EXTRACT TO READ:
######

How Many Replicates Do You Actually Need for a Pot Experiment?

The Real Stakes of Getting This Wrong

Before my 24-pot CRD experiment on BARI Gom 33 wheat at DUNTC, the most useful piece of experimental design advice I received was: "use three or four." Three or four replicates. That was it. The reasoning, such as it was, involved tradition, space constraints, and the fact that everyone else in the department also used three or four. A power analysis was not mentioned.

Then a hailstorm hit mid-season and destroyed four pots. You don't get a do-over in a greenhouse experiment. You work with what survives, you run your ANOVA on reduced data, and you spend a long time wondering whether the non-significant result you got means the treatment didn't work or means you simply didn't have enough pots to see that it did.

That uncertainty — between "the effect is not there" and "the effect is there but I couldn't detect it" — is exactly what a power analysis is designed to prevent. It's the difference between planning your experiment and hoping your experiment. The cost of getting it wrong is measured in pots, soil, fertilizer, greenhouse time, months of your degree, and the specific kind of frustration that comes from results you can't trust in either direction.

So. How many replicates do you actually need?

The answer depends on four numbers, and you have to supply all four before the experiment starts — not after.

######

DIRECTION 1:
Please scale everything in the entries from their start down to the line containing "[18, 51, 70, 169]", both ends included. Write each line out again in full, and multiply every bounding-box coordinate by 1.1, rounding to whole numbers with halves going up; leave the pictures out of your answer.
DIRECTION 2:
Pick up the article on how many replicates a pot experiment needs and continue it after its final sentence.
The article above has no connection to the entries that come after it.

Detection annotation records:

######

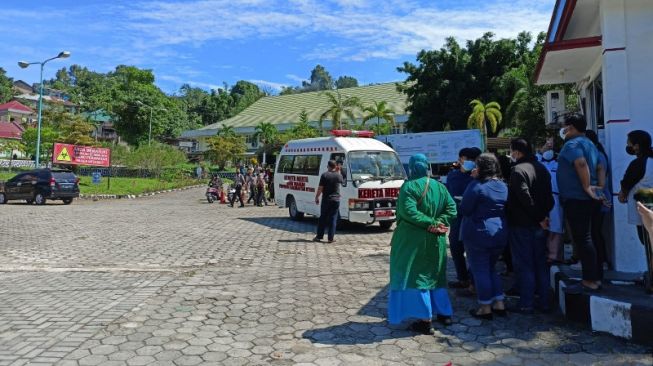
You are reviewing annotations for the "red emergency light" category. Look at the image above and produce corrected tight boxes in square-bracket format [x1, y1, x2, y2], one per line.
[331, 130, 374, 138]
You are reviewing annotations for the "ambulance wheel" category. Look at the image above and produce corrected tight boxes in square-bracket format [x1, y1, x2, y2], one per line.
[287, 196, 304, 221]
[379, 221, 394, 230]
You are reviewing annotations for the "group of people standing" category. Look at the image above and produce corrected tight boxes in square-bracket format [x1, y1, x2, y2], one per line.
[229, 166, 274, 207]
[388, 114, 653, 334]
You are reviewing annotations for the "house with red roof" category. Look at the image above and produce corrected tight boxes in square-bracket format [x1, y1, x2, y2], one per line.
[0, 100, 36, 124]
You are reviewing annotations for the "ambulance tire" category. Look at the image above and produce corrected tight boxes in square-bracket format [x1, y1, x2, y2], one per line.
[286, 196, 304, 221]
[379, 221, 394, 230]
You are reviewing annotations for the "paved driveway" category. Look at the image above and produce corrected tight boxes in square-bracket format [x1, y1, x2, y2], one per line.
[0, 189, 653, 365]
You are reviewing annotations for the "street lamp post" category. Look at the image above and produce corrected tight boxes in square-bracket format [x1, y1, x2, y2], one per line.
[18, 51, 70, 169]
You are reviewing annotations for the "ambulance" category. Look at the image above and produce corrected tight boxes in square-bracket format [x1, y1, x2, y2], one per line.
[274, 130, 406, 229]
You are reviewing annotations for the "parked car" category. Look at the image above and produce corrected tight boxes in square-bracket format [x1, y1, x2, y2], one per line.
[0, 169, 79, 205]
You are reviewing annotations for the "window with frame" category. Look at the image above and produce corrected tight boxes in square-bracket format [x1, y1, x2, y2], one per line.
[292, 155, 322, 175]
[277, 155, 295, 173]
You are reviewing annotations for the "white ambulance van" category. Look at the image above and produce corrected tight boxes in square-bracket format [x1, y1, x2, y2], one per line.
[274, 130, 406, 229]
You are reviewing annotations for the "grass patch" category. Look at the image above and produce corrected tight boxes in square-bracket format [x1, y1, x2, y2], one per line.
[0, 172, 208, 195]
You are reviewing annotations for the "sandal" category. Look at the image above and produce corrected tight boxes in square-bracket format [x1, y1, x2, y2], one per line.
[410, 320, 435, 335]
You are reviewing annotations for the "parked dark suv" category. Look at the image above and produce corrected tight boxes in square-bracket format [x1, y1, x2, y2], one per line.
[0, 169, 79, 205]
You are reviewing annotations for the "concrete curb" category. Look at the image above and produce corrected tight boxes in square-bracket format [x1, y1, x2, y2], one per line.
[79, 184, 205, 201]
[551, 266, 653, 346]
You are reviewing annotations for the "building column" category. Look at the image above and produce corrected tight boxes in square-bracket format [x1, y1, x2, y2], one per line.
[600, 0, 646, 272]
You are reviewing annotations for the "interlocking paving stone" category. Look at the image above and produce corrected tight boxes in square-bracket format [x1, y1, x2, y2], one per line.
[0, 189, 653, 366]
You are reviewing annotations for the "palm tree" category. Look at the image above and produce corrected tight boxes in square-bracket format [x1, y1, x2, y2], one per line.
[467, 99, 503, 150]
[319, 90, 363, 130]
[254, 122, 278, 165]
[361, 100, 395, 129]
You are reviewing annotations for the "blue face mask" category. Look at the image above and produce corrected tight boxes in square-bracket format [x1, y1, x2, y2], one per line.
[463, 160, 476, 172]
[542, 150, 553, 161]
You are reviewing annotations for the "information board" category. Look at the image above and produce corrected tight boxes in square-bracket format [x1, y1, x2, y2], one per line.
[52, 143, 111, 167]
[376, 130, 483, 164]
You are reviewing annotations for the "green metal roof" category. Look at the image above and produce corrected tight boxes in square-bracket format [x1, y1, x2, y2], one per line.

######

TASK OUTPUT 1:
You are reviewing annotations for the "red emergency light" category. Look at the image above and produce corrected tight boxes in square-bracket format [x1, y1, x2, y2], one per line.
[364, 143, 411, 152]
You are reviewing annotations for the "ambulance wheel" category. Look at the image above and produce corrected tight boxes in square-bracket format [x1, y1, x2, y2], one per line.
[316, 216, 334, 243]
[417, 243, 433, 253]
You are reviewing annotations for the "group of people standing" category. Look at the image above and produce corrected tight boxes in square-bracket format [x1, y1, x2, y2], one per line.
[252, 183, 301, 228]
[427, 125, 718, 367]
You are reviewing annotations for the "house with red roof" category. Look at the image above and produce corrected tight boxes in square-bracket format [x1, y1, x2, y2], one per line.
[0, 110, 40, 136]
You are reviewing annotations for the "ambulance tire" category. Look at the image above and produce corrected tight boxes in square-bracket format [x1, y1, x2, y2], one per line.
[315, 216, 334, 243]
[417, 243, 433, 253]
You are reviewing annotations for the "paved driveway" category. Look at the image above and produce corrected tight boxes in square-bracket format [x1, y1, x2, y2], one per line.
[0, 208, 718, 402]
You are reviewing annotations for the "street lamp post" category. Look at the image above and produce corrected tight boxes in square-bracket format [x1, y1, x2, y2], one per line.
[20, 56, 77, 186]

TASK OUTPUT 2:
The Four Levers

Understanding these conceptually before touching any formula will save you from running the calculation without knowing what you're asking.

Lever 1 Effect Size (f) The minimum difference between treatment means that you actually care about detecting, expressed as a ratio of the between-group variability to the within-group variability. You choose this. The data can't tell you. ↑ smaller effect → more pots

Lever 2 Variability (σ) How noisy your measurements are within a treatment group — the within-group standard deviation. Estimated from a pilot run, a similar published experiment, or a literature CV for the crop and variable. ↑ noisier data → more pots

Lever 3 Significance Level (α) The false positive rate — the probability of concluding there's an effect when there isn't one. The 0.05 convention is arbitrary but standard. Lowering it to 0.01 requires more pots. ↓ stricter α → more pots

Lever 4 Power (1−β) Your probability of detecting a real effect when it exists. The standard floor is 0.80 — meaning you accept a 1-in-5 chance of missing a true effect. Power = 0.90 requires more pots. ↑ higher power → more pots

The effect size lever (f) deserves the most attention because it's the one researchers most often set badly. Cohen's f — the conventional measure for ANOVA — is the standard deviation of the treatment group means divided by the within-group standard deviation. You calculate it by deciding what means you realistically expect to see and what the background variability is. Both of those come from your brain and your literature search, not from the data you haven't yet collected.

Cohen's conventional thresholds are f = 0.10 (small), f = 0.25 (medium), and f = 0.40 (large). In controlled greenhouse and pot conditions, agricultural effects tend to produce large f values because the within-pot variability is lower than field variability. This is one reason why pot experiments work at all with only 4–6 replicates. But "tends to produce large effects" is not a power analysis.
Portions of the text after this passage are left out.